* EXERCISE OBJECTIVE:
From first line to last, give the records again word for word and omit the pictures.

* Stored data entries:
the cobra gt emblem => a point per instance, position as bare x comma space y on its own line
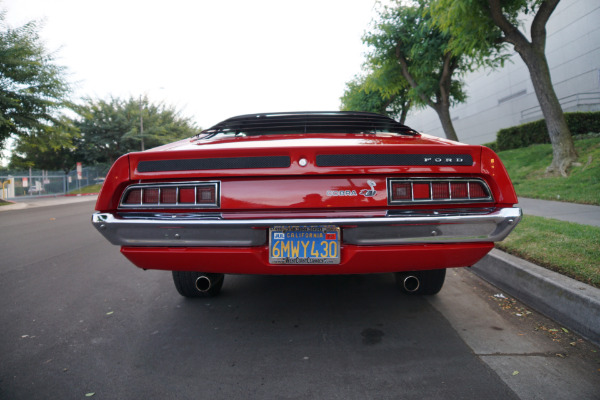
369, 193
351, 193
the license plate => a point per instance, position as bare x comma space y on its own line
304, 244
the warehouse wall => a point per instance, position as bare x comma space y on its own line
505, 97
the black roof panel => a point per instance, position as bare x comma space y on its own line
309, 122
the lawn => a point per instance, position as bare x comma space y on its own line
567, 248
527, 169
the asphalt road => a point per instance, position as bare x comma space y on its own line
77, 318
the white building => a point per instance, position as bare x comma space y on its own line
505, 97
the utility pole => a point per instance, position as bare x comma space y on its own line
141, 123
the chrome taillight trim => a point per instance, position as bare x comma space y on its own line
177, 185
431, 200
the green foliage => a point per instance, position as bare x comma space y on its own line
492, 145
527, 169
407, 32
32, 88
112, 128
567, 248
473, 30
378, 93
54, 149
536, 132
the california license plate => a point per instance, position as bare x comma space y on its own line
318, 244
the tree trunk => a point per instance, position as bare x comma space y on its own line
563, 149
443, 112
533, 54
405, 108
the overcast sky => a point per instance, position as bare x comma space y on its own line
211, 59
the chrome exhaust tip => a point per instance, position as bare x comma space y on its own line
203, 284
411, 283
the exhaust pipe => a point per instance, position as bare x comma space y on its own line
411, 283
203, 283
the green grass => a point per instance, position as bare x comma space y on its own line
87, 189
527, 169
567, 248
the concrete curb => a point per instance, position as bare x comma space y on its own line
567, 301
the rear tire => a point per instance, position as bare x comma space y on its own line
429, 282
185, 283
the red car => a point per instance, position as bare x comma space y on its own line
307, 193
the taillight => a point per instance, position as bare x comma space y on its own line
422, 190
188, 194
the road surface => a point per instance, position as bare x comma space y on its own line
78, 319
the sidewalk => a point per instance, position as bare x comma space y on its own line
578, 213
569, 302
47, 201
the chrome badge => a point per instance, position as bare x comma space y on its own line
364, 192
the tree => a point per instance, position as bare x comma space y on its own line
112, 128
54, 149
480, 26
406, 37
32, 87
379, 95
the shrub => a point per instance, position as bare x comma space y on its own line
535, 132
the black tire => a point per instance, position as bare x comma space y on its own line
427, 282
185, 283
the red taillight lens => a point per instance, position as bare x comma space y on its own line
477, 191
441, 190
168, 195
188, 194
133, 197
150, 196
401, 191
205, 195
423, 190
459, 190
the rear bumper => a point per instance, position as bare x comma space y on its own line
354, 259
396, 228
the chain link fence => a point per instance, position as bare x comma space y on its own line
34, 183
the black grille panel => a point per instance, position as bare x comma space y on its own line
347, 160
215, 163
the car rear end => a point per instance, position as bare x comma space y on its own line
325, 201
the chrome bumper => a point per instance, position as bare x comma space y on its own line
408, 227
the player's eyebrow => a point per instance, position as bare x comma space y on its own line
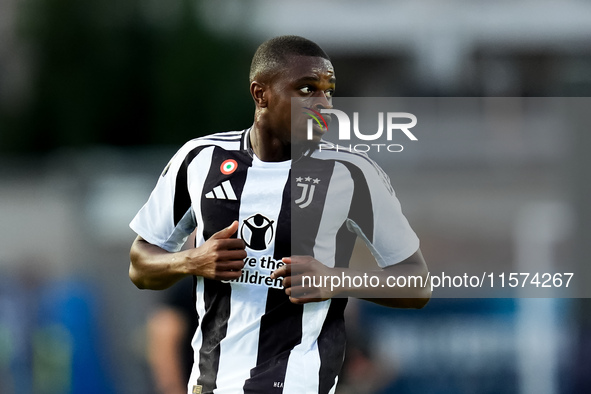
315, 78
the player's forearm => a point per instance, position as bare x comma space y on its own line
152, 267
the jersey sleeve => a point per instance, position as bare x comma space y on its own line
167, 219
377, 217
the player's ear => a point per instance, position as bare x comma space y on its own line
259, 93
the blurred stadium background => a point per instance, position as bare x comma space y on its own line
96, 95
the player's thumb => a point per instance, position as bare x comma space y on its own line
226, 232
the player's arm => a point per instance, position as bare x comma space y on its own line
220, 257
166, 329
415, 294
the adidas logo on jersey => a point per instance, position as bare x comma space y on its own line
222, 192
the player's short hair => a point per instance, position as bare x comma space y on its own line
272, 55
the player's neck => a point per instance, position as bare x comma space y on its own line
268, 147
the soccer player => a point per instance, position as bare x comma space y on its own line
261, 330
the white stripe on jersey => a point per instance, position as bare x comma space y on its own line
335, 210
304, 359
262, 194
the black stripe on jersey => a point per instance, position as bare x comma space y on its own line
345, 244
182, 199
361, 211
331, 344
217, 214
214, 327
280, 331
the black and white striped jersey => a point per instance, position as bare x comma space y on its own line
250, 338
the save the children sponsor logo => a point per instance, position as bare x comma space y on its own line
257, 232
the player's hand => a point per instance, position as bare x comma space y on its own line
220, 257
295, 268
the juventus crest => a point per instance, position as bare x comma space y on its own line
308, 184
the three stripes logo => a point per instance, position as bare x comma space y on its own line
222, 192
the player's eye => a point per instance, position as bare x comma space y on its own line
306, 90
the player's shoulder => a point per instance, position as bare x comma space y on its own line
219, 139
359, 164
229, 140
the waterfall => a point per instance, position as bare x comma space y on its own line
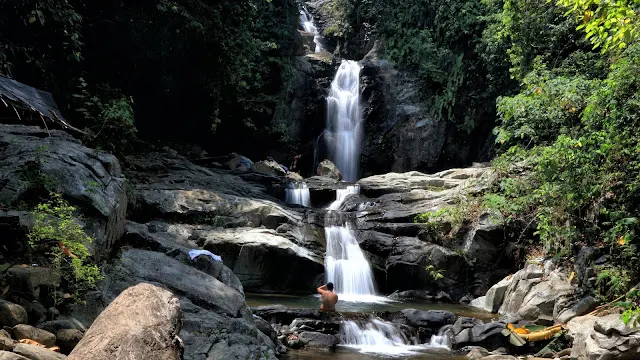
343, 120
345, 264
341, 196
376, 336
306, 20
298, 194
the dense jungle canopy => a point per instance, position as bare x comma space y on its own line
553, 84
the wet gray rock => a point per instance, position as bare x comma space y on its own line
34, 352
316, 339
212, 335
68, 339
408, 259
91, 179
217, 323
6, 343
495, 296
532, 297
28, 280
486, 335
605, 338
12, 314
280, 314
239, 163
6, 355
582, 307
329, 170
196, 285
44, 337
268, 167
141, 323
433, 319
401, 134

* ANSWER:
the cobra gt emblem => a point per instance, position as bare x comma space y on its own line
369, 193
351, 193
the license plate => a point per instance, position as bare x comma space y on its own line
304, 244
the warehouse wall => a point per instance, position as bare x comma space y on its own line
505, 97
the black roof panel => a point per instance, position as bare x comma space y on its own line
309, 122
the lawn => a point per instance, position as bare x comma space y on its own line
567, 248
527, 169
the asphalt road => a point per instance, position as bare x comma space y on its own line
77, 318
the white building => a point per instance, position as bare x comma space y on its own line
505, 97
the utility pole => a point per instance, position as bare x comma space y on its own line
141, 123
the chrome taillight trim => a point per instance, position as bare x comma space y on its own line
177, 185
431, 200
the green foliage => a point per instance, position as bare x comma space y on its own line
492, 145
527, 169
407, 32
32, 88
112, 128
567, 248
473, 30
378, 93
54, 149
536, 132
the california license plate => a point per instance, position as bare x comma space y on its own line
318, 244
the tree trunk => a point per instance, position as bare x comma space y on its own line
563, 149
443, 112
533, 54
405, 108
the overcast sky => a point per instance, position as bare x comma space y on its own line
211, 59
the chrome exhaust tip => a point per instance, position as bare x comma space y on its own line
203, 284
411, 283
the exhaust pipe => a point per instance, position as bare x comma space y on its own line
411, 283
203, 283
the green grass => a point per instance, position as bare x comma space y on its own line
87, 189
527, 169
567, 248
the concrete curb => a point per instance, position as bare x comma space y on its own line
567, 301
the rear tire => a point per instance, position as bare x comma space y on its own line
429, 282
185, 283
the red car => a point per instance, position as bare x comma space y on its own line
307, 193
the taillight => a point per instance, position as bare x comma space y on its own line
422, 190
188, 194
the road surface => a point per instance, position as bare x comma space y on its own line
78, 319
the sidewalk => a point per instance, position as bare x comma space y on its own line
578, 213
569, 302
47, 201
the chrome badge => a point per instance, position as bare x comma space y on its own line
364, 192
the tree => a point per instance, position as bare x comma space y on its own line
112, 128
54, 149
480, 26
406, 37
32, 87
379, 95
the shrub => a point per instance, position as bare x comma space y on its own line
535, 132
the black tire => a point per instance, position as bare x comma space y on its own line
427, 282
185, 283
the red taillight lens => a point per instance, position as bare x comma space y on its own line
477, 191
441, 190
168, 195
188, 194
133, 197
150, 196
401, 191
205, 195
423, 190
459, 190
the rear bumper => a point per instance, position as bare x comma space y on its own line
354, 259
396, 228
the chain link fence => a point per instance, position as bare x comma space y on its own line
34, 183
the black grille panel => a point per instance, position as bare x comma space y on its own line
347, 160
215, 163
the car rear end => a point per instance, position as bare x comma space y on its own line
325, 201
the chrome bumper => a point per instance, position as bare x comma space y on its own line
408, 227
the player's eyebrow => a point per instance, position as bare x comma space y on its own line
315, 78
the player's forearm => a point per instance, position as bare x comma space y on its own line
152, 267
the jersey sleeve => a point per instance, position as bare x comma space y on its own line
167, 219
377, 217
the player's ear => a point per instance, position as bare x comma space y on its own line
259, 93
the blurred stadium background => a point per instance, position as bare x comma space y on its own line
96, 95
the player's thumb => a point per instance, position as bare x comma space y on its own line
226, 232
the player's arm => a point per instance, position as bare x comma space y on its own line
220, 257
166, 329
415, 294
the adidas logo on jersey => a point per instance, position as bare x comma space y on its own line
222, 192
the player's short hair => a point per instance, position as bare x comma space y on its own line
272, 55
the player's neck => a point per instance, position as bare x comma space y on its own line
268, 147
the soccer player => a point per instance, position as bare x comma space y on its own line
261, 330
the white stripe on jersey => a point per instance, position as bare x comma space y on its own line
335, 210
304, 359
262, 194
the black stripe on jersey => a point per instance, position as bare x comma space y on its own line
345, 244
182, 199
361, 211
331, 344
217, 214
214, 327
280, 331
the black and white striped jersey => a point per instance, position as bare x comma space y on its own line
250, 338
the save the children sponsor logo => a point per instance, position as bare x comma space y on its own line
257, 232
the player's hand => a point per instance, position as bare x comma space y on its own line
220, 257
295, 268
the juventus crest => a point per instance, position as bare x comma space y on its own line
308, 184
the three stripes logo => a point per instance, position as bare x comma space y on its own line
222, 192
the player's eye => a point per instance, position as bare x comma space y on its own line
306, 90
the player's shoulder => a point per instance, position as bare x comma space y on its own line
219, 139
359, 164
229, 140
the waterfall => a point per instance, position as bare x comma space y on its own line
343, 120
345, 264
341, 196
376, 336
306, 20
298, 194
the dense jungle canopy => a point per instance, position as bare x comma space y on its own line
553, 84
the wet gray rock => a point per instance, position as bare x comma space y on its own line
34, 352
316, 339
212, 335
68, 339
408, 259
91, 179
217, 323
6, 343
495, 296
532, 297
28, 280
486, 335
605, 338
12, 314
280, 314
239, 163
6, 355
582, 307
329, 170
196, 285
44, 337
268, 167
141, 323
433, 319
401, 134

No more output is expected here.